Задания:
A) Верни без изменений отрывок извлечённого текста от слов «Правление голода наша» до слов «псалмы, ни просьбы.» включительно.
B) Согласуется ли с извлечённым текстом каждое утверждение? Ответь «да» или «нет» и дословно приведи решающие слова текста. (i) Автор сообщает, что написал приведённые стихотворные строки в 70-е годы. (ii) Слова «Любовь и голод правят миром…» в тексте приписаны Федору Михайловичу. (iii) По словам автора, выражение «Бог есть любовь» по-прежнему сильно действует на наше сознание.

Извлечённый текст:
........

Не признанный поэт

Владислав Ирхин
 
Чем можно назвать наше сегодняшнее состояние ума, благодушествующего на развалинах загибающейся культуры и агонизирующей религиозности? Невменяемостью, инфантильностью, дебилорецидивом?
По какой шкале нищеты можно выверить наши духовные запросы, к каким тысячелетиям палеолита присовокупить наши метастазы эпидемического озверения? И правомерно ли вообще применение понятия прогресса к нравам человеческого общества?
«Красота спасет мир!», - по слогу ввинчивали эту аксиому в наши сквозные уши и в уши наших родителей педагоги русской словесности. Черта с два. Афоризм – навылет! Увы, Федор Михайлович, увы! Что же нам остается? На что нам надеяться? На русское «авось»? А если я не русский, если татарин или казах, или иудей, положим?
Вспоминается еще одно, не менее афористичное, из Александра Блока: «Любовь и голод правят миром…» 
Правление голода наша страна и другие не единожды испытали и, наверное, еще испытают. А вот как с любовью? Что «у любви, как у пташки, крылья, законов всех она сильней» - это мы все знаем, слышали, а на деле-то как?
«Бог есть любовь, и любовь есть бог» – это выражение от недостойного нами употребления настолько исшаркано, истаскано, истерто, что не достает сознания нашего уже никак. Мы не реагируем.

«Нас не тронут проповедь
ни псалмы, ни просьбы.
Нового потопа лишь,
черного, как оспа.

Жажду! Крематориев! –
пеплом черным вышла б
жизнь, давно которая
не имеет смысла!»

Такие самобичующие, на пределе отчаяния строки о сегодняшней действительности я написал давно, еще в 70-е годы.

........

Фрагмент данных:
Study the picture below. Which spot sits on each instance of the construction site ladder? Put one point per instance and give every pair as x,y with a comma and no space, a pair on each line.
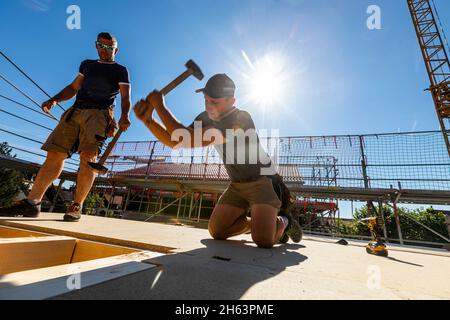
436,60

........

Ответы к заданиям:
A)
Правление голода наша страна и другие не единожды испытали и, наверное, еще испытают. А вот как с любовью? Что «у любви, как у пташки, крылья, законов всех она сильней» - это мы все знаем, слышали, а на деле-то как?
«Бог есть любовь, и любовь есть бог» – это выражение от недостойного нами употребления настолько исшаркано, истаскано, истерто, что не достает сознания нашего уже никак. Мы не реагируем.

«Нас не тронут проповедь
ни псалмы, ни просьбы.

B)
(i) Да: «я написал давно, еще в 70-е годы».
(ii) Нет: «Вспоминается еще одно, не менее афористичное, из Александра Блока».
(iii) Нет: «не достает сознания нашего уже никак. Мы не реагируем».